_Document text:_
Robyn Bell: How generous. 

Robert Vodnoy: All I expect is that if I offer it, you're gonna play it. 

Robyn Bell: Cause it's really all composers want. I mean, they wanna make money, but they want their music played. 

Robert Vodnoy: Yeah. Yeah. And, and he's, he's a VMI composer, so we pay royalties of course. . So I said, And he said, What are your parameters? And I said, 15 minutes long. Just strings. I know we can do. and he came back and said, Okay, it's just strings, but it's 18 minutes long. 

Robyn Bell: Well, okay. Close enough. 

Robert Vodnoy: Close enough. Yeah. Well of course when I said 15 I figured I have safety in the offer. 

Robyn Bell: Right, right. 

Robert Vodnoy: So that was serendipitous. We did another piece last year written by William Dawson Jr. Who lives down in Fort Myers. Oh, very good composer. Same thing. He was coming to concerts, a friend of Laurie's actually. And he said, I, I've got a song cycle. I'd like to write. Would you like to do it? I said, Yes. So that's kinda the serendipitous thing. 

Robyn Bell: It's, and I would imagine a lot of, of just connections you've had over the last 50 years of musicians you've worked with, or people that you've maybe heard in other concerts, like, Oh, I'd like to do a program with this person.

Robert Vodnoy: Sure. 

Robyn Bell: Yeah. 

Robert Vodnoy: We're gonna do a concert in March. So 2023 is the 75th anniversary. Of the founding of the state of Israel. It's also my 75th birthday, but so I, I just thought, you know, that would be a good idea. Why don't I do a concert with all Jewish composers. So then you follow your nose. So I thought, well, let's see. At the same time, I don't want to do a religious concert. I want to do A program that's a broad appeal. So, well I picked a block concert grosso for strings and piano oblig gado. Partly also because I know Ann Stevenson Moe, and she's a lovely pianist and I thought this would be a great piece to do with her. And then I thought, well, I gotta have some box office names here cuz we gotta have people see the concert. They wanna, they gotta see some names. They know 

Robyn Bell: they do. Yeah.

Robert Vodnoy: Yeah. Well, I picked one of those early Mendelson string symphonies. 

Robyn Bell: Yeah, the symp nets. 

Robert Vodnoy: The Symp nets. And so we're doing number 10. I like that one very much. I think it's makes good kind of overture. And then I thought, Gershwin would be a good composer. There's a lovely lullaby by Gershwin. Mm-hmm. and get a little jazz element into it. And then I thought, well, you can't do a, concert. about celebrating Israel without having some Israeli composers. Do I know any Israeli composers? Hmm. No, I don't. But there's that magic thing, you know Google? 

Robyn Bell: Oh, yes. Yeah, I've heard of this. 

Robert Vodnoy: Yes. So I Google and first thing I know, I found the Israel Composer's League, and I went there and I started looking through and I, I, on the search engine, I said, Okay, the piece has to be. under 10 minutes long and it needs to be strings. I can have a few winds and the site has to have a PDF score so I can see it. Mm-hmm. and it's gotta have recording a recording.

(Source data)
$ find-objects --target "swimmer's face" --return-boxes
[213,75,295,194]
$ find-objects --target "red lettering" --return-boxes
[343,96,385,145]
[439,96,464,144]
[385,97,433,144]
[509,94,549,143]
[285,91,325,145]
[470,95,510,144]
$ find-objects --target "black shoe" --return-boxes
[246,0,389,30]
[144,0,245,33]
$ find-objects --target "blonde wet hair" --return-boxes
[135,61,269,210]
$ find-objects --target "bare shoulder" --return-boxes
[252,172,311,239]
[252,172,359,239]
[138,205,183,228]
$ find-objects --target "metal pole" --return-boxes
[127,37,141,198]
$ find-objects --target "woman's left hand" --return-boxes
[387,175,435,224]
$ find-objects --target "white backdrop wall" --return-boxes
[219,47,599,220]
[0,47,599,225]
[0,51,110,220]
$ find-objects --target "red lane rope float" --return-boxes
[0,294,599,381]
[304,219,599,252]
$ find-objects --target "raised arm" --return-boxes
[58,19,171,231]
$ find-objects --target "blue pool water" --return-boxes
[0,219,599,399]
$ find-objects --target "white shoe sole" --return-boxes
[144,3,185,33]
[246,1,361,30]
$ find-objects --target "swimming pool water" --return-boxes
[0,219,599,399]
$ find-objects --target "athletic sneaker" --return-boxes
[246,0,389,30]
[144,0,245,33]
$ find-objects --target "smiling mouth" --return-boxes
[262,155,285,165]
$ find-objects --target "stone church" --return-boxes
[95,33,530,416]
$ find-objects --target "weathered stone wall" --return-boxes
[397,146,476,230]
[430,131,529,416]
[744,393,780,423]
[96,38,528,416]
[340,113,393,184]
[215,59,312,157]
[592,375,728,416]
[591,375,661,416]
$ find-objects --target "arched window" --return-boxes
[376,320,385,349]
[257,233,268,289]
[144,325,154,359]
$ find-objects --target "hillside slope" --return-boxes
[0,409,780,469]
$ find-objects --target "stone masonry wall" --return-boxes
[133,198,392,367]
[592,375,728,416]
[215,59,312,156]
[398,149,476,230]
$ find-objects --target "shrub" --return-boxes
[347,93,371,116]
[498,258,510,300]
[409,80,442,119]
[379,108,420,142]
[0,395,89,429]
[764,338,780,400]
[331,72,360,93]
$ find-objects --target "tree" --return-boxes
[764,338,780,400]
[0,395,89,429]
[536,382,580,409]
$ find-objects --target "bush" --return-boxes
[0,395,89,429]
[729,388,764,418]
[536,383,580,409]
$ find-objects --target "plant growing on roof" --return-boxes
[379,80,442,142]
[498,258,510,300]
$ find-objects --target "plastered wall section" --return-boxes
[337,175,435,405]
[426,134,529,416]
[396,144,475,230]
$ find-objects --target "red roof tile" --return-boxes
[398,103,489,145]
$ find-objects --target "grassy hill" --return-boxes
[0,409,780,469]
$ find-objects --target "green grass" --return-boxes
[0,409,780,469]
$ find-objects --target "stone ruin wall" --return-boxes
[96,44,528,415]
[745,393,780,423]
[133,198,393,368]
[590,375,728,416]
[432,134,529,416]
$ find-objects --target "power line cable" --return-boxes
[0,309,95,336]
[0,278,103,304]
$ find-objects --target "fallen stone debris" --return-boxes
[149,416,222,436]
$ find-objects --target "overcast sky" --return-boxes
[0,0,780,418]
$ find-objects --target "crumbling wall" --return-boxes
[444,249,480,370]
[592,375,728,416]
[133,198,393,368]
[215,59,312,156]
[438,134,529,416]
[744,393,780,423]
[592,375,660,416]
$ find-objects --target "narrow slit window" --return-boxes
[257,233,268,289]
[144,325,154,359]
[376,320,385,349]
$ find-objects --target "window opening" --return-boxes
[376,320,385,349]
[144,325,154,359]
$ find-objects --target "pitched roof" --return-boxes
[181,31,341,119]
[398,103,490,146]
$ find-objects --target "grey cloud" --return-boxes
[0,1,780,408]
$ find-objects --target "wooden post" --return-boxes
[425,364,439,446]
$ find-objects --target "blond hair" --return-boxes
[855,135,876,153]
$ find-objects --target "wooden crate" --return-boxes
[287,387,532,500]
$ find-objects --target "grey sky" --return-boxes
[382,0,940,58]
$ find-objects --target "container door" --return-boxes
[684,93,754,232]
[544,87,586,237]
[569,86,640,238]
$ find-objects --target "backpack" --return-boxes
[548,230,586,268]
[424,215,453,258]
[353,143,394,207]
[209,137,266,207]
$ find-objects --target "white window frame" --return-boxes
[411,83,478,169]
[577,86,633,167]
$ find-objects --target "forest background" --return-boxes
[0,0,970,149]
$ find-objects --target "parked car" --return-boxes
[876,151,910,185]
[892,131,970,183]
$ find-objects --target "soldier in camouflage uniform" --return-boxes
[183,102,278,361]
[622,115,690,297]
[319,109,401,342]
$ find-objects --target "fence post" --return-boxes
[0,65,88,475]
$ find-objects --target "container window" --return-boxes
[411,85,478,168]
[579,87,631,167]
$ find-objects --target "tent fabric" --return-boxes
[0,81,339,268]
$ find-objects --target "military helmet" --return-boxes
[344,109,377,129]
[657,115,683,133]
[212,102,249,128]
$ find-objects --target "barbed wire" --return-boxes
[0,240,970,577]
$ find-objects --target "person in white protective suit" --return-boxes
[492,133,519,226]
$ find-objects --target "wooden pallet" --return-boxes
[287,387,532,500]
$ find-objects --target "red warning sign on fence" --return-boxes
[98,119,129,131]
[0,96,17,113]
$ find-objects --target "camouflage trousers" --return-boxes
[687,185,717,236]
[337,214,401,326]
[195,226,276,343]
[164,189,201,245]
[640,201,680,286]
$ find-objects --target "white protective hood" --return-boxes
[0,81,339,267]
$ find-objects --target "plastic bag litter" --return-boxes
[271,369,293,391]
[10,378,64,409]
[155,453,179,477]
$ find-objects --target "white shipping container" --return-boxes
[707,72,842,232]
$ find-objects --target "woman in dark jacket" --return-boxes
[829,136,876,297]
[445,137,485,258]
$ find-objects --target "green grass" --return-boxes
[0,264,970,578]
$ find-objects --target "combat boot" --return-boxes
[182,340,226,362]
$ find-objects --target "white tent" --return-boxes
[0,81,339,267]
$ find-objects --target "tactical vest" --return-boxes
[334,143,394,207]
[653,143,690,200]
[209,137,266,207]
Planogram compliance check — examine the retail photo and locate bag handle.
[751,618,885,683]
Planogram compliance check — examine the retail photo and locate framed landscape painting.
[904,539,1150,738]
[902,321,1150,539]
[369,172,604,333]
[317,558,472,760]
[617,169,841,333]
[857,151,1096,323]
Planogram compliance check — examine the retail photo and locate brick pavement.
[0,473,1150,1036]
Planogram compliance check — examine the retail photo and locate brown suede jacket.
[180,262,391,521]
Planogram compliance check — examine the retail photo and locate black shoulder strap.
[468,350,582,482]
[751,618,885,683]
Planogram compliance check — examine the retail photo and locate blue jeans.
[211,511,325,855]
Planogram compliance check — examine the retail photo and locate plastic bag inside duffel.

_Written task 1:_ Translate this sentence from the interview into Spanish: "There's a lovely lullaby by Gershwin."
_Written task 2:_ Rescale the source data rows from the start of the source data through the line that contains "[135,61,269,210]". Reproduce every line in that range, commands included, with each bounding-box coordinate in the answers multiplied by 1.6 and rounded to a whole number, halves rounded up.

_Result 1:_ Hay una hermosa canción de cuna de Gershwin.

_Result 2:_
$ find-objects --target "swimmer's face" --return-boxes
[341,120,472,310]
$ find-objects --target "red lettering" --return-boxes
[549,154,616,232]
[702,154,742,230]
[616,155,693,230]
[814,150,878,229]
[456,146,520,232]
[752,152,816,230]
$ find-objects --target "black shoe" --return-boxes
[394,0,622,48]
[230,0,392,53]
$ find-objects --target "blonde wet hair" --return-boxes
[216,98,430,336]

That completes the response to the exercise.